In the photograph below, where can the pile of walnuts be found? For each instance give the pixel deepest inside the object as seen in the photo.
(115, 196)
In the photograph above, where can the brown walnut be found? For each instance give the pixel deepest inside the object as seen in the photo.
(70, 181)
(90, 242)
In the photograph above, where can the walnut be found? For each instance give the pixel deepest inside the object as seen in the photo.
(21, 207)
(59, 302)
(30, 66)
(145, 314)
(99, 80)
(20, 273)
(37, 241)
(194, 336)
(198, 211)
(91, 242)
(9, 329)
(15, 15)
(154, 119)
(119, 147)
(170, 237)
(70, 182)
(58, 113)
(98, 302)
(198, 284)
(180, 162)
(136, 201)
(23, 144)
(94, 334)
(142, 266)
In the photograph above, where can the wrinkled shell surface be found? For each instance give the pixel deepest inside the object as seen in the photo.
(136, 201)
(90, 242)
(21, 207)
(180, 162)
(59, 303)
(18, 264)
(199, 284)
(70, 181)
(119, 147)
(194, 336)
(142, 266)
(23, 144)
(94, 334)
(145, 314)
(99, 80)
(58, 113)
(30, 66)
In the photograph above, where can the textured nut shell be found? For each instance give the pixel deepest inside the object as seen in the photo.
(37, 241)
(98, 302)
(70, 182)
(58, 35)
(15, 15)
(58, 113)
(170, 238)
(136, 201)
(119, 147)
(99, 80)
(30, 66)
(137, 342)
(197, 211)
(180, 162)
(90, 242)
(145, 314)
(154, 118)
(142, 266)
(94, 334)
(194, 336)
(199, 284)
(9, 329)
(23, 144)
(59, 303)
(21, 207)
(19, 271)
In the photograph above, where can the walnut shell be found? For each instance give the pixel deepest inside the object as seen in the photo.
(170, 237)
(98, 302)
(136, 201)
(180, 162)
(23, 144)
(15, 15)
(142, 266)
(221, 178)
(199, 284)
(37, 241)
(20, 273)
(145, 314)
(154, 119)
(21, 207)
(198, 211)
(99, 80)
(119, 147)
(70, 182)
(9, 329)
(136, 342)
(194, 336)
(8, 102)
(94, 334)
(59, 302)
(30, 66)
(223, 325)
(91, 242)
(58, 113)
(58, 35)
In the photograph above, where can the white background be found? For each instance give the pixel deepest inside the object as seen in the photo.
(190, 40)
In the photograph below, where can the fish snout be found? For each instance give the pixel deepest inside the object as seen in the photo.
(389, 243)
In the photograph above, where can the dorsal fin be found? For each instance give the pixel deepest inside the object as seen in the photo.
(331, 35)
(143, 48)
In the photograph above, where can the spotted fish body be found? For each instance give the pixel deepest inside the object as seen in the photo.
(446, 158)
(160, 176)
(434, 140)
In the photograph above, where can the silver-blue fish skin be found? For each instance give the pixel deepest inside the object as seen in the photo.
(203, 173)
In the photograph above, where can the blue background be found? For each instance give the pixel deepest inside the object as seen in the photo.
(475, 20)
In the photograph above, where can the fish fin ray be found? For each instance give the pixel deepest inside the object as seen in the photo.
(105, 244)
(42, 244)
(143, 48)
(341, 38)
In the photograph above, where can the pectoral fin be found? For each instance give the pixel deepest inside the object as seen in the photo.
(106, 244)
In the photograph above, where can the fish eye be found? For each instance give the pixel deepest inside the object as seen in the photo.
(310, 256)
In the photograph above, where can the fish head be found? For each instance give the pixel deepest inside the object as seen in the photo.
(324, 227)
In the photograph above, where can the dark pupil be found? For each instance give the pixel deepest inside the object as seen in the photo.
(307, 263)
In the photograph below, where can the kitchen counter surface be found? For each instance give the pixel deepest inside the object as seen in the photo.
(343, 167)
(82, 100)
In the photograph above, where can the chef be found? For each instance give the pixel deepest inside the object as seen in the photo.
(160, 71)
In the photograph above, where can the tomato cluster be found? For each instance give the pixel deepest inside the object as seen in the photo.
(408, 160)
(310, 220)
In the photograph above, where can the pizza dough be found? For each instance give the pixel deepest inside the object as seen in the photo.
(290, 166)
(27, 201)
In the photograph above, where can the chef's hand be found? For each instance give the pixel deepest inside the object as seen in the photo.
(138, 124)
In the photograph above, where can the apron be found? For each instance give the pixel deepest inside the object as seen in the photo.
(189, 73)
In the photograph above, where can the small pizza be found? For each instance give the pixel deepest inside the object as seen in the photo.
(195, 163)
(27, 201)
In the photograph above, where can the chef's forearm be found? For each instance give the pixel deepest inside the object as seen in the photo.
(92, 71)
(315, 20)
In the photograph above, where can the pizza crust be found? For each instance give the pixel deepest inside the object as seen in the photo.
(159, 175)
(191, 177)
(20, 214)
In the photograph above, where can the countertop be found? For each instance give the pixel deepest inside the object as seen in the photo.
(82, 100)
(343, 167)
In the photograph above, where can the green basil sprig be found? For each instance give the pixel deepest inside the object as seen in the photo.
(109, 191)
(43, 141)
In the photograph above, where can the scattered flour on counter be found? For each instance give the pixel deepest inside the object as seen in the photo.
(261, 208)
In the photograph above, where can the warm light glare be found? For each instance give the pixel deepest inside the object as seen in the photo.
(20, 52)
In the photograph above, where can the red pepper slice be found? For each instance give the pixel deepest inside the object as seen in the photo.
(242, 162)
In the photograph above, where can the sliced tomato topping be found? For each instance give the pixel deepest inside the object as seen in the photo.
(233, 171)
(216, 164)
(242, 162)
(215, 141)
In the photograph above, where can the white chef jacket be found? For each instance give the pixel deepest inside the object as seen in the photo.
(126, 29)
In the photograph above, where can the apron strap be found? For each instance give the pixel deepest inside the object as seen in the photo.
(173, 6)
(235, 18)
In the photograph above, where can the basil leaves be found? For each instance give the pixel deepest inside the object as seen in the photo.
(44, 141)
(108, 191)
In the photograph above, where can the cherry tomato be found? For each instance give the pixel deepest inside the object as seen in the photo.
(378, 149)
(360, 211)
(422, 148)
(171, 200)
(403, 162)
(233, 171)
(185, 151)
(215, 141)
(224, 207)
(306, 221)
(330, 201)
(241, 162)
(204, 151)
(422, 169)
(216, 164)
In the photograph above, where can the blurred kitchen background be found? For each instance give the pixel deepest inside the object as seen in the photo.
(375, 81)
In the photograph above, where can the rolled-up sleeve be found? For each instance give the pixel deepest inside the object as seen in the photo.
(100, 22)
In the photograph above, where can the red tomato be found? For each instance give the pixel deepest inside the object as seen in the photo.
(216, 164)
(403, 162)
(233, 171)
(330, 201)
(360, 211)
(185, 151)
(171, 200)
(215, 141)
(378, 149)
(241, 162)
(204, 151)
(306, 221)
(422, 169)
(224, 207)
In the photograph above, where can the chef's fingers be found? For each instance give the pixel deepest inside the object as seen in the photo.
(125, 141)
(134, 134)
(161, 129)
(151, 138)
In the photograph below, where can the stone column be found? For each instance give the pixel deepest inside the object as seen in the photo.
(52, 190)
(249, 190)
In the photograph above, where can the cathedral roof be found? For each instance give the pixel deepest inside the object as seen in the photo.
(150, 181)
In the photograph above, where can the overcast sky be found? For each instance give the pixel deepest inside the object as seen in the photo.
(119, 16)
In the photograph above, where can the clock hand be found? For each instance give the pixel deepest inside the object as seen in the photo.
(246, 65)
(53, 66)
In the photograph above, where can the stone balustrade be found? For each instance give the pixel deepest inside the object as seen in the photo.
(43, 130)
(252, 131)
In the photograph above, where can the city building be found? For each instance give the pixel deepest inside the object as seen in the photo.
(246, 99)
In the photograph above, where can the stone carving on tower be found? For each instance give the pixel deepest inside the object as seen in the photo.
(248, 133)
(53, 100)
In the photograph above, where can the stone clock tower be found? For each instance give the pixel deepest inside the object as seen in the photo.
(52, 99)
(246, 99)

> [Do this] Edit the records starting at the line that contains "In the photograph above, where can the red tomato" and ending at the end of the records, changing "stone" to "granite" and leaving everything else unchanged. Return only those lines.

> [Full answer]
In the photograph above, where can the red tomato be found? For each instance give the pixel deepest inside the object as seen in the photo.
(216, 164)
(403, 162)
(233, 171)
(330, 201)
(360, 211)
(185, 151)
(171, 200)
(215, 141)
(378, 149)
(241, 162)
(204, 151)
(306, 221)
(422, 169)
(224, 207)
In the photograph above, where can the chef's fingers be found? For each instance give the pixel deepest inside the object as seen in the photo.
(125, 141)
(134, 134)
(161, 129)
(151, 138)
In the photograph below, where can the granite column be found? For each instance give the pixel deepest inside the object as seen in the photo.
(52, 190)
(249, 190)
In the photograph above, where can the cathedral roof be found? For each instance give the pixel deepest inside the object as seen in the photo.
(150, 181)
In the photograph above, where can the overcast sky be found? For each instance give the pixel deepest inside the object as seen in the photo.
(119, 16)
In the photograph above, where can the clock hand be found? For each instance give the pixel deepest inside the object as seen in the photo.
(246, 65)
(53, 66)
In the photograph above, where can the granite balustrade be found? For each instance give the pixel deepest inside the object as seen in the photo.
(43, 130)
(252, 131)
In the photograph above, where can the city building be found? For each instance give the pixel deepest inside the object as seen in the photo.
(246, 99)
In the photograph above, where can the granite carving on tower be found? For each instance give the pixel deepest inside the object as seen in the photo.
(248, 133)
(53, 100)
In the photograph above, where can the granite clock tower be found? For each instance give the pixel deepest inside the object as seen in the photo.
(52, 99)
(246, 99)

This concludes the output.